___ Records shown ___
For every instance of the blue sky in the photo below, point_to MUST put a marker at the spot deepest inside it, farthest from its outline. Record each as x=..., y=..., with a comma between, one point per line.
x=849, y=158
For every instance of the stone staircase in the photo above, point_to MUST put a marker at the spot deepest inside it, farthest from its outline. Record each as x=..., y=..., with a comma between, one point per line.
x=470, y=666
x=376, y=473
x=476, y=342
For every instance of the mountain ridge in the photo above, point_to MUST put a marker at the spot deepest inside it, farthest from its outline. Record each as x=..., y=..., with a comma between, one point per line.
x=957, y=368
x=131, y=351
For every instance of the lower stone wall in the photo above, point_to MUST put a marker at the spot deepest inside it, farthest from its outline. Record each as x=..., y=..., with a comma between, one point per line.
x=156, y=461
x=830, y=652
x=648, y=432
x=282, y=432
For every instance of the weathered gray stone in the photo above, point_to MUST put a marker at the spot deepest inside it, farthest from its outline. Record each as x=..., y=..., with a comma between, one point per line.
___
• Exercise requirements: The expected result is an exact transcription of the lines from the one containing "For every instance of the mountain" through the end of the records above; please include both ends.

• Expected answer:
For every instance of the mountain ridge in the photo above, point_to MUST put a marker at the spot deepest inside it, farthest from its outline. Record each as x=..., y=..., with a comma between, one point per line.
x=957, y=368
x=131, y=351
For every instance of the lower stone wall in the photo above, point_to MUST put a marker at the spot deepest inside it, farthest from its outline. Record each as x=..., y=..., with a comma between, one point per line.
x=156, y=461
x=830, y=652
x=648, y=432
x=282, y=432
For every instance of the weathered gray stone in the photo above, point_to MUST put a marker at the spot deepest inside it, farthest from its outline. Record each as x=..., y=..., with a comma between, one point per line.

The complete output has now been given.